◆ Text extract:
* start *
The $465 million judgement was to fund one year of the state’s recovery plan, which included 21 programs to combat rampant opioid abuse. State officials had been requesting $17.5 billion.
The Hill notes in their report that “Tuesday’s ruling from Oklahoma’s highest court could be a blow to the lawsuits brought by more than 3,000 state, tribal and local governments, which argue opioid manufacturers, marketers and distributors created a public nuisance by flooding communities with highly addictive drugs.”
“Some of those trials are already underway in a federal court in Cleveland and a state court in New York. A ruling is expected soon in a West Virginia trial,” the report explains. “Less than two weeks ago, a judge in California ruled four drug companies were not responsible for the state’s opioid epidemic, and the plaintiffs did not prove the companies caused a public nuisance.”
The Supreme Court said in their decision that overturning the judgement is not meant to minimize the severity of harm caused by the drugs.
* end *
◆ Source data:
* start *
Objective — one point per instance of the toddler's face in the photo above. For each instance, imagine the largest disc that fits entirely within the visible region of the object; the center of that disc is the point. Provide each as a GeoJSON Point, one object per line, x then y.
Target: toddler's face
* end *
◆ Job 1:
Answer these from the Oklahoma opioid ruling text, one line each:
(a) How many programs did the state's recovery plan include?
(b) How much had state officials been requesting?
(c) In which city is a federal court already holding some of the trials?
◆ Job 2: Continue the Oklahoma opioid ruling text from its last sentence.

◆ Result 1:
(a) 21
(b) $17.5 billion
(c) Cleveland

◆ Result 2:
“In reaching this decision, we do not minimize the severity of the harm that thousands of Oklahoma citizens have suffered because of opioids. However grave the problem of opioid addiction is in Oklahoma, public nuisance law does not provide a remedy for this harm,” Justice James Winchester wrote for the majority.
“A product manufacturer’s responsibility is to put a lawful, non-defective product into the market. There is no common law tort duty to monitor how a consumer uses or misuses a product after it is sold,” Winchester continued.
The majority compared the ruling to making a sugar or fast food company liable for obesity.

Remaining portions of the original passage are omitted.